• EXERCISE PROMPT: Go to the line holding "target: crane in background" in the entries below and write out exactly every line down to and including the line holding "Now the crane".

Collection entries:
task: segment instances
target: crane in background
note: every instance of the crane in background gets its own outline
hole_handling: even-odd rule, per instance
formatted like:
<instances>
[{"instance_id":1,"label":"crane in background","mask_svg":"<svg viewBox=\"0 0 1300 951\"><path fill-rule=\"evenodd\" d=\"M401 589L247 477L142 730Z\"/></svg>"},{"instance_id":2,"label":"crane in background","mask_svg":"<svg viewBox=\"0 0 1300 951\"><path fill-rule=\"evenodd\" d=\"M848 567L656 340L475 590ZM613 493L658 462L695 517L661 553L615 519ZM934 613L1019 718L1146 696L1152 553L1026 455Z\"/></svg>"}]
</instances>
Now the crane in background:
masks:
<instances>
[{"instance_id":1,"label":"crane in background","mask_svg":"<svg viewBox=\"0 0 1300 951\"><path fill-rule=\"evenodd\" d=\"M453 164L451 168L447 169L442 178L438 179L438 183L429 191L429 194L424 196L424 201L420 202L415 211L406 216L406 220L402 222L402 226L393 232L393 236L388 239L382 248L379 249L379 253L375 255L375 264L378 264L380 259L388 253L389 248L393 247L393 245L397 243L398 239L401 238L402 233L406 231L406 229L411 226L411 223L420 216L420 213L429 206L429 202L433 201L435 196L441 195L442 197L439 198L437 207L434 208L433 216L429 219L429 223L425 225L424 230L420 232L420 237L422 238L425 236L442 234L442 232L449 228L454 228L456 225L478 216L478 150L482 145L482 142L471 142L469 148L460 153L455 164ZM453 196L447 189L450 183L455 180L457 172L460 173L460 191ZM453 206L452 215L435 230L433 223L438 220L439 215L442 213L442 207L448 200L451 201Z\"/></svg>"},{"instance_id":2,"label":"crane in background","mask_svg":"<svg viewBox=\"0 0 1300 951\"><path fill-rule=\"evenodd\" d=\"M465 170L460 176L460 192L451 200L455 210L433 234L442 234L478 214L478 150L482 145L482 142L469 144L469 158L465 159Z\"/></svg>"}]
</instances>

• SOLUTION BELOW:
target: crane in background
note: every instance of the crane in background gets its own outline
hole_handling: even-odd rule, per instance
formatted like:
<instances>
[{"instance_id":1,"label":"crane in background","mask_svg":"<svg viewBox=\"0 0 1300 951\"><path fill-rule=\"evenodd\" d=\"M401 589L247 477L142 730Z\"/></svg>"},{"instance_id":2,"label":"crane in background","mask_svg":"<svg viewBox=\"0 0 1300 951\"><path fill-rule=\"evenodd\" d=\"M848 567L656 340L475 590ZM613 493L658 462L695 517L661 553L615 519ZM934 613L1019 718L1146 696L1152 553L1026 455Z\"/></svg>"}]
</instances>
Now the crane in background:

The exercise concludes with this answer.